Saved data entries

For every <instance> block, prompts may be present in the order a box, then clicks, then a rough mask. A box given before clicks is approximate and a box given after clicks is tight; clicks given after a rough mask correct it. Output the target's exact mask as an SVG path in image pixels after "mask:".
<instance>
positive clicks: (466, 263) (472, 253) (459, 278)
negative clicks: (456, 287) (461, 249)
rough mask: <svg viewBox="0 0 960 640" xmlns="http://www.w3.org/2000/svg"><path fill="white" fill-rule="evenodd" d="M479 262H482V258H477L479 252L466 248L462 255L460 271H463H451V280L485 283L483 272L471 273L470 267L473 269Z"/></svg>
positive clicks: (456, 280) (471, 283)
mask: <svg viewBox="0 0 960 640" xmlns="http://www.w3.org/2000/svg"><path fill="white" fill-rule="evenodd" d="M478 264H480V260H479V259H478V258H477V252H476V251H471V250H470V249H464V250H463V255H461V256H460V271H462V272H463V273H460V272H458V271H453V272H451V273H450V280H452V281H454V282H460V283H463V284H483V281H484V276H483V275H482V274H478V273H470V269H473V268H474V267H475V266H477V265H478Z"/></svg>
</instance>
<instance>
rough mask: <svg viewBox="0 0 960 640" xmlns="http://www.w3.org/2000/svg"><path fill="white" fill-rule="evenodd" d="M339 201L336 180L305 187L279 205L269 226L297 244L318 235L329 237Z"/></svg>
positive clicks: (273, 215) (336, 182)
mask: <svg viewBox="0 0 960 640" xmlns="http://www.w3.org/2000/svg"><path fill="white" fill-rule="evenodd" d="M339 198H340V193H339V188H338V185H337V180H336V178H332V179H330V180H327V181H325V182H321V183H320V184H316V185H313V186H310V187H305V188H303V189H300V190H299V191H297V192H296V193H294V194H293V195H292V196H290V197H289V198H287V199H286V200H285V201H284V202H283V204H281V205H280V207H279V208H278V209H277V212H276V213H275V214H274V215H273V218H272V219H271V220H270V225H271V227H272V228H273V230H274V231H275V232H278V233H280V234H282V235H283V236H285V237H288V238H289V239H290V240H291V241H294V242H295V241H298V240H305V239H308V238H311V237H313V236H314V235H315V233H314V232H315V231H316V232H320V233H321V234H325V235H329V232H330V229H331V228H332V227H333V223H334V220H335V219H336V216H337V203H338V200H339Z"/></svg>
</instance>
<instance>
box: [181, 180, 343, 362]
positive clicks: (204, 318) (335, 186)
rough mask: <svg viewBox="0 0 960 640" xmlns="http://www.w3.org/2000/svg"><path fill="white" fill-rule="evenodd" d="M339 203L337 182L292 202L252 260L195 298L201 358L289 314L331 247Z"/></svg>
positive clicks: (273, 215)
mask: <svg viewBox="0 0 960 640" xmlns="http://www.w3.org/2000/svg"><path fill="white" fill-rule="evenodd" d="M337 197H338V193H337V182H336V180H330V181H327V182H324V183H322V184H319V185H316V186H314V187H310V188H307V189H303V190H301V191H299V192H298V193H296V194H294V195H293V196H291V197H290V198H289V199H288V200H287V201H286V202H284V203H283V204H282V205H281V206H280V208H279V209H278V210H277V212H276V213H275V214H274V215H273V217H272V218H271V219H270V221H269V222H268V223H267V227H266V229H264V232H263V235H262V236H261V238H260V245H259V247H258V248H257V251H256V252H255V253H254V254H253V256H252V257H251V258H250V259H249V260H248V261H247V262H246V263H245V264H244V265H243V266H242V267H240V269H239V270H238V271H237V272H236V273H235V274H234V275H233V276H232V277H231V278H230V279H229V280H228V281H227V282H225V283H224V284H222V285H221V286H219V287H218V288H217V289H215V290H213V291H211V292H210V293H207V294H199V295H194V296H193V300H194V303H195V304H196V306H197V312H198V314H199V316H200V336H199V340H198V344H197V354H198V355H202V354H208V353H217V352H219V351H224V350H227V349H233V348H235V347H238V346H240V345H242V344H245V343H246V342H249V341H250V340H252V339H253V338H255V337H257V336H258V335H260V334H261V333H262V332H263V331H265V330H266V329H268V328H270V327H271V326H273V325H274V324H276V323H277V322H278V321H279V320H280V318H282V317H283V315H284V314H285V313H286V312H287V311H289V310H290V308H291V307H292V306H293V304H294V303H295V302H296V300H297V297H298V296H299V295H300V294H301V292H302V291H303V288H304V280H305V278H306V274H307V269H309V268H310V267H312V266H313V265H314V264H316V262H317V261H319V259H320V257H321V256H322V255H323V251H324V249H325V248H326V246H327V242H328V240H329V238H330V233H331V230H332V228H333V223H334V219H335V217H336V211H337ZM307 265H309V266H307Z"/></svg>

## What this task involves
From the entries above, give again exactly the lines running from the line with "positive clicks: (456, 280) (471, 283)" to the line with "201L336 180L305 187L279"; include both of those lines.

## Answer
positive clicks: (456, 280) (471, 283)
mask: <svg viewBox="0 0 960 640" xmlns="http://www.w3.org/2000/svg"><path fill="white" fill-rule="evenodd" d="M478 264H480V260H479V259H478V258H477V252H476V251H471V250H470V249H464V250H463V255H461V256H460V271H462V272H463V273H460V272H458V271H453V272H451V273H450V280H452V281H454V282H460V283H463V284H483V281H484V276H483V275H482V274H478V273H470V269H473V268H474V267H475V266H477V265H478Z"/></svg>
</instance>
<instance>
rough mask: <svg viewBox="0 0 960 640" xmlns="http://www.w3.org/2000/svg"><path fill="white" fill-rule="evenodd" d="M339 201L336 180L305 187L279 205L269 226L297 244L318 235L329 237Z"/></svg>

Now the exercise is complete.